> [EXTRAIT DU TEXTE]
Lu Mort et espérance de la résurrection, de Jacques Ellul (éditions Olivétan). Il ne s’agit pas d’un ouvrage d’Ellul à proprement parler, mais d’un recueil d’articles et d’interventions rassemblés par les ayants droit d’Ellul, et qui traitent du sujet délicat de ce qui se passe au moment de la mort et après, dans une perspective chrétienne, rigoureusement étayée par les textes bibliques. Ouvrage d’une densité remarquable, et qui mérite vraiment d’être étudié, tant il prend à rebours tous nos clichés modernes sur la mort, toutes nos représentations traditionnelles, issues à la fois de la pensée grecque et du paradigme mécaniste de notre société. Plutôt que de me livrer à une longue et fastidieuse paraphrase, je préfère transcrire directement les extraits marquants. Je propose tout de même auparavant un bref résumé, pour bien situer la pensée d’Ellul.

(Enregistrements conservés)
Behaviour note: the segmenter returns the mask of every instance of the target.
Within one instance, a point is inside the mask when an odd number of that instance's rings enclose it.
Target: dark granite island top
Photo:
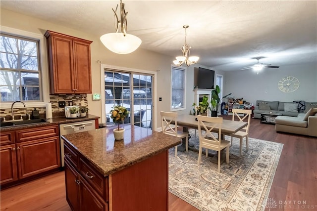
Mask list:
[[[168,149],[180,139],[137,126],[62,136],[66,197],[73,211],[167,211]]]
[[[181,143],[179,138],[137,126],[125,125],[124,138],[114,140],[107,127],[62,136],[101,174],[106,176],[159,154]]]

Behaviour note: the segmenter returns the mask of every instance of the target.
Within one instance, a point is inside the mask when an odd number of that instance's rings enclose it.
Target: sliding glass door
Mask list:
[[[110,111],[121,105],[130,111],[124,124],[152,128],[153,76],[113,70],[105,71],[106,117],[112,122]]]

* * *

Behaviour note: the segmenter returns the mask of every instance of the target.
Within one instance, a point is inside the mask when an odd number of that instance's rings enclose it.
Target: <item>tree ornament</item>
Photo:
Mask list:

* * *

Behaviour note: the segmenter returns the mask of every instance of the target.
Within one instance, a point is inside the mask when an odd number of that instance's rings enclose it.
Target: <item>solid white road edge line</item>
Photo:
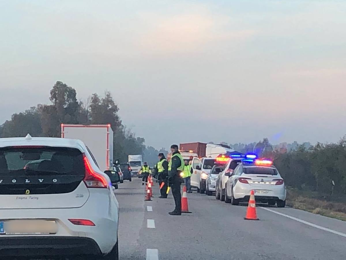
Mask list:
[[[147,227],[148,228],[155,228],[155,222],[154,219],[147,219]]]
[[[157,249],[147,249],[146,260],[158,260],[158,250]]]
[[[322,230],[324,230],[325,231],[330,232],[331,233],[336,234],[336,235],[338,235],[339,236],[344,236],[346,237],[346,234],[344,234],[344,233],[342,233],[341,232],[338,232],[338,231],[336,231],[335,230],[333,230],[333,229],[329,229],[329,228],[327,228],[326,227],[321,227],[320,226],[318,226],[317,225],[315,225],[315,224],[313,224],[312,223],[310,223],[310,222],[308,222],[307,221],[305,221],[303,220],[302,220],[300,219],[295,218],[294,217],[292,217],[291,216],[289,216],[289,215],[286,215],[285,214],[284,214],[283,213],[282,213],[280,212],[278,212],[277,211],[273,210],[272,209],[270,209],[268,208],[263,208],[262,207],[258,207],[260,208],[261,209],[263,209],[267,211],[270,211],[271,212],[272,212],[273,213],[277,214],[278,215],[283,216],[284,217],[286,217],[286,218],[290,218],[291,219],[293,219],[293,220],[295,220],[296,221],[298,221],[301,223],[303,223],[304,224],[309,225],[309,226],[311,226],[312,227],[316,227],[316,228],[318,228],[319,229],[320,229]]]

> [EXERCICES PROPOSÉS]
- 1) D'après l'extrait du texte, par qui les articles et interventions de ce recueil ont-ils été rassemblés ?
- 2) Recopiez le passage de l'extrait du texte allant de « Lu Mort et espérance » jusqu'à « la pensée d’Ellul. », en remplaçant « clichés » par « préjugés ».

> [CORRIGÉS PAR EXERCICE]
- 1) Par les ayants droit d'Ellul.

- 2)
Lu Mort et espérance de la résurrection, de Jacques Ellul (éditions Olivétan). Il ne s’agit pas d’un ouvrage d’Ellul à proprement parler, mais d’un recueil d’articles et d’interventions rassemblés par les ayants droit d’Ellul, et qui traitent du sujet délicat de ce qui se passe au moment de la mort et après, dans une perspective chrétienne, rigoureusement étayée par les textes bibliques. Ouvrage d’une densité remarquable, et qui mérite vraiment d’être étudié, tant il prend à rebours tous nos préjugés modernes sur la mort, toutes nos représentations traditionnelles, issues à la fois de la pensée grecque et du paradigme mécaniste de notre société. Plutôt que de me livrer à une longue et fastidieuse paraphrase, je préfère transcrire directement les extraits marquants. Je propose tout de même auparavant un bref résumé, pour bien situer la pensée d’Ellul.